*Written task*: Gather every line from the material below that contains the word "instance" and copy each one out in full. Case counts.

*Items*:
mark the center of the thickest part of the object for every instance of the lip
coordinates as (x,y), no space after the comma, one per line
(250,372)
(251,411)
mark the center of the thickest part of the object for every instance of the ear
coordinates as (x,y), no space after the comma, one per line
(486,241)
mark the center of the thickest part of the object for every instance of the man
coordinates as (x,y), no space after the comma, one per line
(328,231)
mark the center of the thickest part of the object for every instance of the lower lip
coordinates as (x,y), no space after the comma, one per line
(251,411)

---

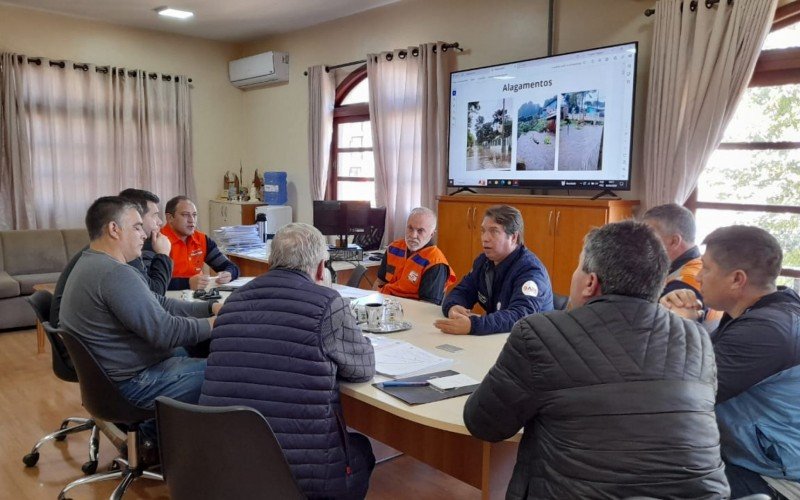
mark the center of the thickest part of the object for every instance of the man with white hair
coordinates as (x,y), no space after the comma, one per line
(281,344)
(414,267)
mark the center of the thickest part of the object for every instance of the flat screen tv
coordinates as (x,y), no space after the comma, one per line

* * *

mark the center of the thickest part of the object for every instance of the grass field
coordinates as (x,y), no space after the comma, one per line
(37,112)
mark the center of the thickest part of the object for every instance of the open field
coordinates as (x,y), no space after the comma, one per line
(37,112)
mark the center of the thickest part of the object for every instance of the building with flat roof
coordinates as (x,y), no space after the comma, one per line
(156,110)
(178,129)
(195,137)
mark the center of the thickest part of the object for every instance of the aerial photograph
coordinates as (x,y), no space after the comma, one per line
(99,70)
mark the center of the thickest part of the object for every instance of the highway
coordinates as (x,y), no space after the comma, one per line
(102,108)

*Response to the exercise*:
mark the center of the thickest part of the object for every instance of the lip
mark the center of the thickest part of the object for every instance of the ear
mark the center of the thickest part of the object for every instance of the man
mark the center of the thickest part of the object for every instance of the lower lip
mark the center of the thickest part of the object for every instance of the man with white hair
mark the center of the thickest part of the object for every instance of the flat screen tv
mark the center of the thickest part of the object for every instance of the grass field
mark the center of the thickest part of the object for every instance of the open field
mark the center of the thickest part of the object for every instance of the building with flat roof
mark the center of the thickest part of the object for every instance of the aerial photograph
mark the center of the thickest part of the object for every instance of the highway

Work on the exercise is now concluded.